Problem details: Show every line of the listing that contains the string "plastic". The match is case-sensitive.

>> begin Exercise material

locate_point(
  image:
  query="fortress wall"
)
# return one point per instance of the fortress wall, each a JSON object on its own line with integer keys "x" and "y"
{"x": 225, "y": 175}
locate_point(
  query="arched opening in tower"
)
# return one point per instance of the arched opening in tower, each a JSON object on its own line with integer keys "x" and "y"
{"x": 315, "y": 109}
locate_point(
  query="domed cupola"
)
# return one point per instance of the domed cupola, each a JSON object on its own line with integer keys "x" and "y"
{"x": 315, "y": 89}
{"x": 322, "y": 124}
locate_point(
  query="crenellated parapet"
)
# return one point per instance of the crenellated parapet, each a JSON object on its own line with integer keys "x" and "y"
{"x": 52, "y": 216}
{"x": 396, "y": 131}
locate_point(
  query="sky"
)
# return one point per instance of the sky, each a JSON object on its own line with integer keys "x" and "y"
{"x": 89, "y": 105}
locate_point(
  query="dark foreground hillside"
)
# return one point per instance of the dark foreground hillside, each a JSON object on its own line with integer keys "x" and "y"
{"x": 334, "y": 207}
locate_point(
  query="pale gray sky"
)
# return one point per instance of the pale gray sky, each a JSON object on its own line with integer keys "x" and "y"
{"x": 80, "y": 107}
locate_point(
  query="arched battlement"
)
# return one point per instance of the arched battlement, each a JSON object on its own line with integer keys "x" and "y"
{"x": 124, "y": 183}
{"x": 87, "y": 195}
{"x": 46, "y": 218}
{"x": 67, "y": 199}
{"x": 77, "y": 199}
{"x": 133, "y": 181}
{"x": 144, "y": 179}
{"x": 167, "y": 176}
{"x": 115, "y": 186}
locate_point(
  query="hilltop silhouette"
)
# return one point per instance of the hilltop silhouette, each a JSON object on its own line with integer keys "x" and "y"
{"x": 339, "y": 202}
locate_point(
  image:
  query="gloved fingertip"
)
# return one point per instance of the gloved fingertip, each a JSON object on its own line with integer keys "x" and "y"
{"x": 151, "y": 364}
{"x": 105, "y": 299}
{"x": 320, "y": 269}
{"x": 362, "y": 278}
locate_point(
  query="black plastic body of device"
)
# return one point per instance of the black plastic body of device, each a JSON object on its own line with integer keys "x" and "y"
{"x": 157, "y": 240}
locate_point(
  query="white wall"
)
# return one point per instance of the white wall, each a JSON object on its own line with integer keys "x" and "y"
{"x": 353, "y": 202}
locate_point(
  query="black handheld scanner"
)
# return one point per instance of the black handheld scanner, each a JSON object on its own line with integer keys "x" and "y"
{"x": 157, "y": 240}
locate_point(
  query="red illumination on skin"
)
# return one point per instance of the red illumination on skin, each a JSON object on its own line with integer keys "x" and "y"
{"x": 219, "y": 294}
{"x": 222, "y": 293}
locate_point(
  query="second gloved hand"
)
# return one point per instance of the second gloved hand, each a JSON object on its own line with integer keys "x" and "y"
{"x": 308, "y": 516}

>> end Exercise material

Task result:
  query="black plastic body of device"
# return one point per instance of the black plastic body of device, each a JSON object on its own line with integer keys "x" and "y"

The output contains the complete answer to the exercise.